Description of the task
Set down the full listing exactly, character for character.

** begin Stored data **

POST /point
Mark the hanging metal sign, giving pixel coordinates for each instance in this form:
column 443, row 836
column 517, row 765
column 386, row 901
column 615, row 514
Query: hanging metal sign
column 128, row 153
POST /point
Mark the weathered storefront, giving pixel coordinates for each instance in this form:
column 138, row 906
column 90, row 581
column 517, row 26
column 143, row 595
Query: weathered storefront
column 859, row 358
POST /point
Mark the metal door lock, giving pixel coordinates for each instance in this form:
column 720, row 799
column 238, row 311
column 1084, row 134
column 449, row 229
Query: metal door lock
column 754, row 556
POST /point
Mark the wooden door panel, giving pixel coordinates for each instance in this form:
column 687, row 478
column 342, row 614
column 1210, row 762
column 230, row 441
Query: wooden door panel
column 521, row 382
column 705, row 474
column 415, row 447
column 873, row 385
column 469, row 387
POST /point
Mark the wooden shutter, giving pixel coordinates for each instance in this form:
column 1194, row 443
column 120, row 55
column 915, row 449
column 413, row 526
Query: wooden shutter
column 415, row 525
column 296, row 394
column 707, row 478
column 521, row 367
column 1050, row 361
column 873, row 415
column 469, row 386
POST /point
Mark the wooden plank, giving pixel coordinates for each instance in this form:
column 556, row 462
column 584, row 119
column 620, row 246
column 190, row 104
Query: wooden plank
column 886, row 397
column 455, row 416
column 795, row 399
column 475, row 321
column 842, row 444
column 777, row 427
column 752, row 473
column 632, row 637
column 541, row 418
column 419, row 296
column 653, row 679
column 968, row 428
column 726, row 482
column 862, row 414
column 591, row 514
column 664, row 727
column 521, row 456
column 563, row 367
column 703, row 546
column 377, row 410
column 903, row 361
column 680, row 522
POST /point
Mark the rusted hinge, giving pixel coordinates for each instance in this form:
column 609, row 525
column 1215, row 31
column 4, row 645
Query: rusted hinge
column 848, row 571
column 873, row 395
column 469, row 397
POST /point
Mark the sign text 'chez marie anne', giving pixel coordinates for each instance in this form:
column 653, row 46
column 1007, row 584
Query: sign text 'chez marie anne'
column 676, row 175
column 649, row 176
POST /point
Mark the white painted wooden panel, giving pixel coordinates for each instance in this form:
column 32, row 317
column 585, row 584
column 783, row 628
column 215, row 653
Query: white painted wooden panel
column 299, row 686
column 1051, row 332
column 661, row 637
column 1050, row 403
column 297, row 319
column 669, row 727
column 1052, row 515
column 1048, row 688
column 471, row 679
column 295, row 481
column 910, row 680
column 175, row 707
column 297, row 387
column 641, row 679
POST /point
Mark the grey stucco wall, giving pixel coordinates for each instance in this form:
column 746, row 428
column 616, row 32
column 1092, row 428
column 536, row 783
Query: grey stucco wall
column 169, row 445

** end Stored data **

Correct response
POST /point
Mark the hanging metal sign, giving pixel coordinates for each instance in this form:
column 443, row 836
column 517, row 765
column 386, row 901
column 615, row 514
Query: hanging metal sign
column 128, row 153
POST /point
Mark the weathered storefront, giving pixel coordinates for each instance in this form:
column 138, row 906
column 90, row 581
column 517, row 26
column 143, row 595
Query: weathered storefront
column 859, row 358
POST /point
Mark the metal door lock, giving pixel coordinates for each instance in this form:
column 720, row 799
column 238, row 311
column 1084, row 134
column 449, row 229
Query: metal door lock
column 754, row 556
POST /point
Mark the wooden door panel, giving pixel coordinates for each instance in this form:
column 687, row 478
column 342, row 614
column 1210, row 762
column 230, row 441
Query: wooden door panel
column 521, row 382
column 705, row 474
column 415, row 447
column 873, row 385
column 469, row 387
POST /point
Mark the wooden shutter, giving pixel coordinates for each instance in this form:
column 1194, row 443
column 120, row 55
column 915, row 449
column 413, row 526
Query: wooden shutter
column 415, row 525
column 296, row 394
column 707, row 478
column 521, row 367
column 1050, row 361
column 873, row 415
column 469, row 386
POST /point
Mark the wooden plank, giving pixel coordinates for each instance in this form:
column 556, row 462
column 584, row 119
column 620, row 246
column 190, row 104
Query: wooden plank
column 886, row 397
column 455, row 416
column 795, row 399
column 475, row 321
column 842, row 444
column 777, row 427
column 752, row 473
column 632, row 637
column 541, row 418
column 419, row 296
column 653, row 679
column 968, row 428
column 726, row 482
column 862, row 414
column 591, row 514
column 664, row 727
column 521, row 456
column 563, row 367
column 703, row 546
column 377, row 410
column 903, row 361
column 680, row 522
POST /point
Mark the rusted hinge, giving pixel coordinates for each instance in this form:
column 609, row 525
column 1215, row 31
column 4, row 645
Query: rusted hinge
column 848, row 571
column 873, row 395
column 469, row 397
POST /point
Mark the sign text 'chez marie anne', giving pixel coordinates for each instance in this form:
column 653, row 46
column 1007, row 584
Query: sign text 'chez marie anne'
column 676, row 175
column 649, row 176
POST /point
Mark the white painted wooden panel, giving pixel coordinates for each instance in this form:
column 32, row 317
column 585, row 584
column 783, row 628
column 215, row 653
Query: white painted wooden panel
column 299, row 686
column 1051, row 332
column 661, row 637
column 1050, row 403
column 297, row 319
column 669, row 727
column 1052, row 515
column 1048, row 688
column 471, row 679
column 295, row 481
column 910, row 680
column 175, row 707
column 297, row 387
column 641, row 679
POST /point
Mark the grey stucco wall, giving pixel coordinates for each instance in this form:
column 746, row 428
column 616, row 32
column 1092, row 428
column 536, row 783
Query: grey stucco wall
column 169, row 445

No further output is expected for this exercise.